• Texte présenté:
La religion aussi est sa fin à elle-même ; elle n’est la servante d’aucun maître. L’homme doit être vertueux par ce motif seul que la vertu est sa loi ; c’est dans cette indépendance qu’est la grandeur et la dignité de la morale. L’homme doit rapporter à Dieu ses actions et ses pensées, parce que Dieu est son principe ; là est la sainteté de la religion. La perfection morale n’a d’autre fin que de perfectionner l’ame, et la fin de la religion n’est pas en ce monde. Y a-t-il quelque chose de plus contradictoire que d’élever l’ame vers le ciel, et en même temps de la rabaisser vers la terre ? C’est, sous une autre forme, la doctrine de l’intérêt et de l’utile. Non, le bien, le saint, le beau, ne servent à rien qu’à eux-mêmes. Il faut comprendre et aimer la morale pour la morale, la religion pour la religion, l’art pour l’art.

Mais l’art, la religion, la morale, sont utiles à la société ; je le sais, mais à quelle condition ? Qu’ils n’y songent même pas. C’est le culte indépendant et désintéressé de la beauté, de la vertu, de la sainteté, qui seul profite à la société, parce que seul il élève les ames, nourrit et propage ces dispositions généreuses qui font à leur tour la puissance des états.

Renfermons bien notre pensée dans ses justes limites. En revendiquant l’indépendance, la dignité propre et la fin particulière de l’art, nous n’entendons pas le séparer de la religion, de la morale, de la patrie. L’art puise ses inspirations à ces sources profondes, comme à la source toujours ouverte de la nature ; mais il n’en est pas moins vrai que l’art, l’état, la religion, sont des puissances qui ont chacune leur monde à part et leurs effets propres : elles se prêtent un concours mutuel, elles ne doivent point se mettre au service l’une de l’autre.

• Consigne: Veuillez recopier mot pour mot le passage du texte sur l'indépendance de l'art, de la religion et de la morale, depuis « Mais l’art, la » jusqu'à « puissance des états. » inclus.

• Extrait des données:
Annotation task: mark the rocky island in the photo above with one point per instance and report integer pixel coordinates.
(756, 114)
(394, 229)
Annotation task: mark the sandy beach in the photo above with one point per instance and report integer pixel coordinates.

• Réponse:
Mais l’art, la religion, la morale, sont utiles à la société ; je le sais, mais à quelle condition ? Qu’ils n’y songent même pas. C’est le culte indépendant et désintéressé de la beauté, de la vertu, de la sainteté, qui seul profite à la société, parce que seul il élève les ames, nourrit et propage ces dispositions généreuses qui font à leur tour la puissance des états.